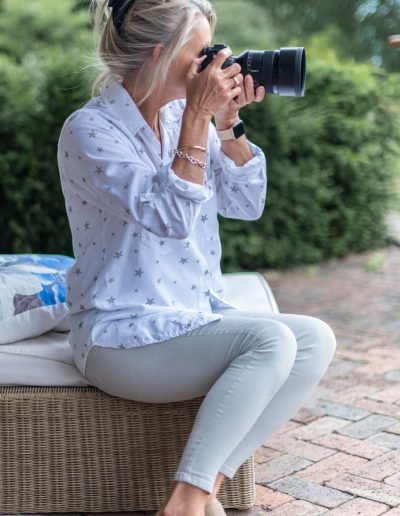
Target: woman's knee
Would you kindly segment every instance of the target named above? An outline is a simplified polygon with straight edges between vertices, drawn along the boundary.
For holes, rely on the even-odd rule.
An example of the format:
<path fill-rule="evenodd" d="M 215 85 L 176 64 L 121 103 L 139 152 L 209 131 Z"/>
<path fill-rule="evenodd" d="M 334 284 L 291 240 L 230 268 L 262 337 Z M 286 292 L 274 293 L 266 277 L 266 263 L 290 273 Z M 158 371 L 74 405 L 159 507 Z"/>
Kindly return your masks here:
##########
--- REQUIREMENT ---
Output the line containing "334 284 L 291" together with all later lines of the entries, exactly as written, through the final line.

--- RESPONSE ---
<path fill-rule="evenodd" d="M 334 284 L 291 240 L 230 268 L 262 337 Z M 286 292 L 274 293 L 266 277 L 266 263 L 290 273 Z M 158 371 L 74 405 L 159 507 Z"/>
Kindly return your masks here:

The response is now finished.